## Exercise aim
With pictures removed, output every record below exactly as written.

Items listed in a dataset:
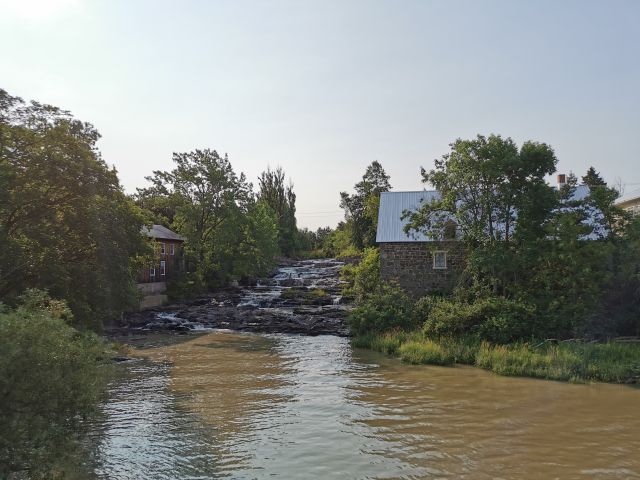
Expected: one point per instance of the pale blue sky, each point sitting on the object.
(323, 88)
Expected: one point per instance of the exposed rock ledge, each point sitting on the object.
(302, 297)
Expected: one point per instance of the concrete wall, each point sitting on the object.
(411, 265)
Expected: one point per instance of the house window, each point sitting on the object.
(439, 260)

## Result
Expected: one point per instance of the pale blue sky, each point sitting on the object.
(323, 88)
Expected: one point per instance of the exposed rock ledge, each point sitting on the object.
(302, 297)
Expected: one point per instance of the concrete wall, each point sitting on the object.
(411, 265)
Expected: one point per instance of the house window, each point sitting on the object.
(439, 260)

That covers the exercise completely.